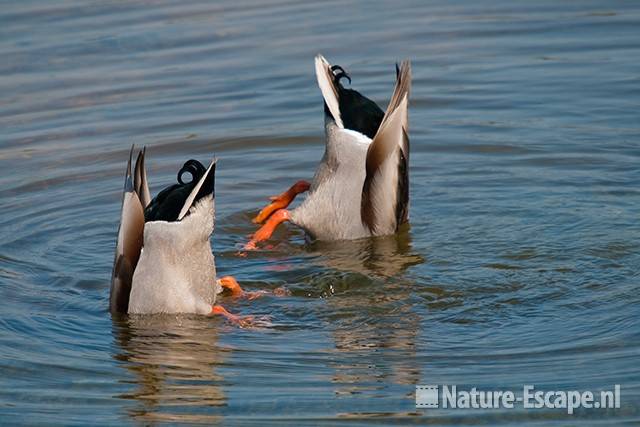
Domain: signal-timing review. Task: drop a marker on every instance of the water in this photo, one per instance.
(520, 265)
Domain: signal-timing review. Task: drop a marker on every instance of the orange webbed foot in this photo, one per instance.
(230, 283)
(265, 232)
(281, 201)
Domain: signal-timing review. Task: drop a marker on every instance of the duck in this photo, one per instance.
(163, 259)
(361, 186)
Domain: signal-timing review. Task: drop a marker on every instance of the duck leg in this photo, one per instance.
(281, 201)
(268, 228)
(230, 283)
(241, 321)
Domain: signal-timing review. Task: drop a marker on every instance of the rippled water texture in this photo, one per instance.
(520, 265)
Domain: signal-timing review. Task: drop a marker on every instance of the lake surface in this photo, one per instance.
(521, 264)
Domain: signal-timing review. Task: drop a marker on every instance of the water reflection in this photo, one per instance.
(375, 326)
(173, 360)
(381, 257)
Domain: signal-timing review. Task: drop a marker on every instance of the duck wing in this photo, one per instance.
(129, 244)
(385, 193)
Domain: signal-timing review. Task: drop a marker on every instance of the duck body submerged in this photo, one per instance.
(176, 271)
(361, 186)
(164, 262)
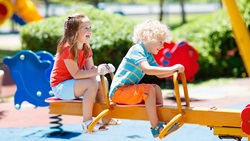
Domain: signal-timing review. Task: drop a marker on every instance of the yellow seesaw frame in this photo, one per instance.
(224, 122)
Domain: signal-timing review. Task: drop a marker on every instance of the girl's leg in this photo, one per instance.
(159, 99)
(150, 104)
(88, 89)
(100, 93)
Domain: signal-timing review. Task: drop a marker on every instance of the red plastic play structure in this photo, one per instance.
(179, 53)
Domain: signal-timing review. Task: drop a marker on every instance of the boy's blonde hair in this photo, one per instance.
(151, 30)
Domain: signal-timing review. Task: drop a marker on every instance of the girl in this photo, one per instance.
(68, 78)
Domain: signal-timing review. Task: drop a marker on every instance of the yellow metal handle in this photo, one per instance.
(177, 92)
(95, 121)
(105, 91)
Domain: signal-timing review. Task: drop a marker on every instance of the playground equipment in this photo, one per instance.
(31, 72)
(22, 11)
(180, 52)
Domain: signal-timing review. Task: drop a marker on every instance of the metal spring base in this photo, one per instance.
(56, 125)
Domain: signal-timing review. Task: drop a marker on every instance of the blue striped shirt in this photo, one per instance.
(129, 71)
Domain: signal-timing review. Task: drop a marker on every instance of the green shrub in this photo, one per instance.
(213, 38)
(110, 40)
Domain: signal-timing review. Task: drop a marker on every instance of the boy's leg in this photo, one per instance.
(150, 104)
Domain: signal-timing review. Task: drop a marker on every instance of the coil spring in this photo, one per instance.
(57, 123)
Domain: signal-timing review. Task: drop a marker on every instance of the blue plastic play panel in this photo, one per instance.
(31, 72)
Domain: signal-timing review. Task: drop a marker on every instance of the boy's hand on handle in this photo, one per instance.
(180, 68)
(111, 68)
(102, 69)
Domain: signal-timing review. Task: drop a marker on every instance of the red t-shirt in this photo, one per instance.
(60, 72)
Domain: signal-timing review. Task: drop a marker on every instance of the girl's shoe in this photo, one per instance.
(155, 131)
(98, 127)
(112, 121)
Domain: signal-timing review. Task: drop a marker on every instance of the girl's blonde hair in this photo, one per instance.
(71, 27)
(151, 30)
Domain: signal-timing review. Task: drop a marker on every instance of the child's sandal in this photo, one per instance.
(112, 121)
(155, 131)
(97, 127)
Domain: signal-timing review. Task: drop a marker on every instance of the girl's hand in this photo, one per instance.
(180, 68)
(111, 67)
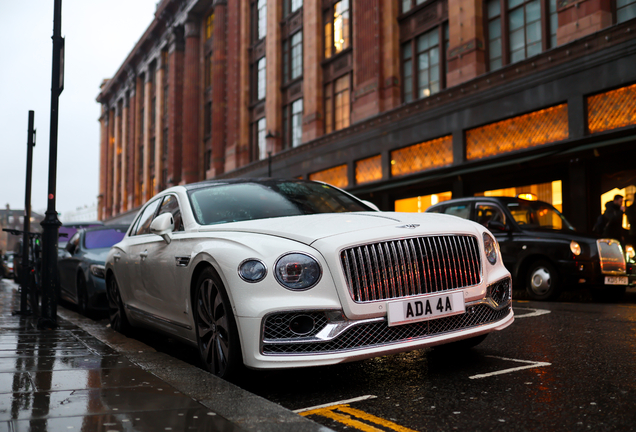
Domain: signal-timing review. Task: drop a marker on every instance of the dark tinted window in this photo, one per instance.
(103, 238)
(248, 201)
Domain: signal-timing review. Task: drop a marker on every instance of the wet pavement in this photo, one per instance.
(85, 377)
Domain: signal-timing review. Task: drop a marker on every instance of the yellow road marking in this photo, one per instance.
(347, 420)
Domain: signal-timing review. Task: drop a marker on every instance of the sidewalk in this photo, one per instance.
(84, 377)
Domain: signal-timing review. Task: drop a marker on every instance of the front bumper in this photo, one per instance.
(335, 339)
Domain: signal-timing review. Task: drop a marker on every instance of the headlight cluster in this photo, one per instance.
(295, 271)
(490, 248)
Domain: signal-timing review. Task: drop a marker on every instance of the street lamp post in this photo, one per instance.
(51, 224)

• **Task description**:
Rewrite all of the lines above as a JSON list of strings, one string per line, with blank lines left out. Don't include the pictures in the answer.

• **Task result**:
[
  "Domain: signal-timing review. Task: drop a marker on every instance of the water in this photo, one per instance.",
  "(520, 265)",
  "Domain: signal-timing review. Task: drop a marker on every instance of the orange webbed foot in this photo, one per instance.",
  "(230, 283)",
  "(265, 232)",
  "(281, 201)",
  "Domain: signal-timing review. Task: drop a marker on every instance of the duck in this photo, one per instance.",
  "(163, 259)",
  "(361, 186)",
  "Domain: signal-timing review. Task: drop a marker on every instance of the duck leg in this photo, one per instance.",
  "(281, 201)",
  "(268, 228)",
  "(230, 283)",
  "(241, 321)",
  "Domain: signal-timing review. Task: drop a marker on every instance of the rippled water texture in this photo, one per instance.",
  "(520, 265)",
  "Domain: signal-timing review. Task: drop a marker on every instance of the lake surface in this photo, one per instance.",
  "(521, 264)",
  "Domain: signal-timing review. Task: drop a marker on every instance of the water reflection in this photo, one per instance.",
  "(375, 326)",
  "(173, 360)",
  "(381, 257)",
  "Domain: signal-timing review. Task: drop a marker on every instance of the duck wing in this photo, one per instance.",
  "(129, 244)",
  "(385, 193)",
  "Domain: signal-timing review. Task: drop a marker on every instance of the duck body submerged in this photo, one per instance.",
  "(176, 271)",
  "(361, 186)",
  "(164, 262)",
  "Domain: signal-timing review. Task: drop a marker on every instance of the yellow seesaw frame in this photo, one per instance.",
  "(224, 122)",
  "Domain: signal-timing review. Task: drop a marker on every instance of the girl's leg in this photo, one per instance.",
  "(159, 99)",
  "(150, 104)",
  "(88, 89)",
  "(100, 93)",
  "Domain: signal-timing review. Task: drop a marker on every instance of the red plastic play structure in this photo, one per instance.",
  "(179, 53)",
  "Domain: signal-timing review. Task: drop a marker on every instance of the boy's blonde hair in this photo, one per instance.",
  "(151, 30)",
  "Domain: signal-timing review. Task: drop a marker on every instance of the girl in this photo, one per instance.",
  "(68, 78)",
  "Domain: signal-timing review. Task: drop a marker on every instance of the yellow metal handle in this photo, one per instance.",
  "(177, 92)",
  "(95, 121)",
  "(105, 91)",
  "Domain: signal-timing review. Task: drop a marker on every instance of the playground equipment in this photo, one per instance.",
  "(31, 72)",
  "(22, 11)",
  "(180, 52)",
  "Domain: signal-timing review. Task: drop a marker on every instance of the metal spring base in this photo, one per instance.",
  "(56, 125)",
  "Domain: signal-timing review. Task: drop a marker on every instance of the blue striped shirt in this photo, one per instance.",
  "(129, 71)",
  "Domain: signal-timing review. Task: drop a marker on every instance of the green shrub in this photo, one per instance.",
  "(213, 38)",
  "(110, 40)",
  "Domain: signal-timing review. Task: drop a marker on every instance of the boy's leg in this photo, one per instance.",
  "(150, 104)",
  "Domain: signal-timing review. Task: drop a marker on every instance of the coil spring in this photo, one per instance.",
  "(57, 123)",
  "Domain: signal-timing review. Task: drop a marker on every instance of the blue plastic play panel in this photo, one per instance.",
  "(31, 72)",
  "Domain: signal-timing review. Task: drop a marker on every instance of the boy's hand on handle in this photo, one per instance.",
  "(180, 68)",
  "(111, 68)",
  "(102, 69)",
  "Domain: signal-timing review. Task: drop a marker on every instance of the red t-shirt in this photo, one per instance.",
  "(60, 72)",
  "Domain: signal-timing review. Task: drop a marker on every instance of the girl's shoe in this photo, one per instance.",
  "(155, 131)",
  "(98, 127)",
  "(112, 121)",
  "Domain: signal-timing review. Task: drop a marker on every instance of the girl's blonde hair in this photo, one per instance.",
  "(71, 27)",
  "(151, 30)",
  "Domain: signal-timing review. Task: drop a marker on every instance of the child's sandal in this photo, one per instance.",
  "(112, 121)",
  "(155, 131)",
  "(97, 127)",
  "Domain: signal-timing review. Task: drop a marker on every instance of the girl's hand in this photo, one per instance.",
  "(180, 68)",
  "(111, 67)",
  "Domain: signal-timing review. Task: drop a marker on every instance of the dark tinted window in this photo, one per instance.",
  "(103, 238)",
  "(248, 201)",
  "Domain: signal-timing review. Task: drop a marker on every instance of the wet pavement in this photo, one per instance.",
  "(85, 377)",
  "Domain: signal-timing review. Task: drop a marker on every instance of the yellow road marking in this photo, one per instance.",
  "(347, 420)",
  "Domain: signal-timing review. Task: drop a marker on every instance of the sidewalk in this photo, one per instance.",
  "(84, 377)",
  "Domain: signal-timing review. Task: drop a marker on every instance of the front bumper in this photo, one per instance.",
  "(335, 339)",
  "Domain: signal-timing review. Task: drop a marker on every instance of the headlight cluster in this photo, one per instance.",
  "(295, 271)",
  "(490, 248)",
  "Domain: signal-timing review. Task: drop a marker on every instance of the street lamp post in this photo, one per instance.",
  "(51, 224)"
]